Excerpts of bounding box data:
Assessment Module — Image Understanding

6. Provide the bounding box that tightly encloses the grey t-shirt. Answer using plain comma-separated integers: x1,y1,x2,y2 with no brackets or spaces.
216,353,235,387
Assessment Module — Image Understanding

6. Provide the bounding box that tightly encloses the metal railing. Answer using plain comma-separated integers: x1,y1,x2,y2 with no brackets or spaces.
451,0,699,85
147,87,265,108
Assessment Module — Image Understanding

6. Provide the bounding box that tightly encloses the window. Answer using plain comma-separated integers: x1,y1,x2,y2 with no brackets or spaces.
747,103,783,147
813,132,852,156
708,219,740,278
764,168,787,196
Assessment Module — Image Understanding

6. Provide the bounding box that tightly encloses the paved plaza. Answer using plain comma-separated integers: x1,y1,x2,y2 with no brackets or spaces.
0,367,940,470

# Problem description
Substitute "fully contains" for "tightly encloses" throughout the lines above, leaving everything else unchanged.

# The solution
Assessment Module — Image Understanding

6. Provide the bounding box that fully contains the grey t-shirt. Answer using plain comma-separated integers: x1,y1,x2,y2 with no brackets or spaces.
216,353,235,387
Assessment Module — Image Understanding

6. Provide the bounding box that fully contains the metal railing. Answer using plain comma-separated integers: x1,y1,x2,y2 with no brackets or spaces.
451,0,699,85
147,87,265,108
Assessment Module — Image Understanding

6. Provide the bounding box that fully contains the window. Answer using plain comma-separated integers: x1,y1,x2,y2 with no brackets or spaces.
747,103,783,147
813,132,852,156
708,219,740,278
764,168,787,196
Assessment Module — Image Understanding

6. Provide the bounding box that fully contains the paved plaza. Answer using plain comma-separated integers: x1,y1,x2,y2 with no brackets or spaces.
0,367,940,470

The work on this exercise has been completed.